*Stated goal:* Render every line of the items below as a Markdown table with the columns Row and Line, numbering each row and skipping blank lines. Omit the pictures from the table.

.....

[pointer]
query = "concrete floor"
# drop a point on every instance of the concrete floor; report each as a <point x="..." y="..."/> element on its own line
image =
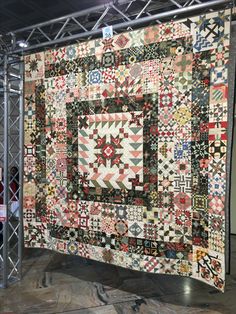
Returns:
<point x="56" y="283"/>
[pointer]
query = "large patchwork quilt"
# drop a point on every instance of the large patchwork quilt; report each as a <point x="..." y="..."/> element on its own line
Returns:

.....

*Written solution:*
| Row | Line |
|---|---|
| 1 | [pointer] |
| 2 | query = "concrete floor" |
| 3 | # drop a point on every instance of the concrete floor; report each as a <point x="..." y="..."/> element on its own line |
| 4 | image = |
| 5 | Returns: |
| 6 | <point x="56" y="283"/> |
| 7 | [pointer] |
| 8 | query = "large patchwork quilt" |
| 9 | # drop a point on every instance of the large patchwork quilt; report each as a <point x="..." y="..."/> element on its own line |
| 10 | Returns: |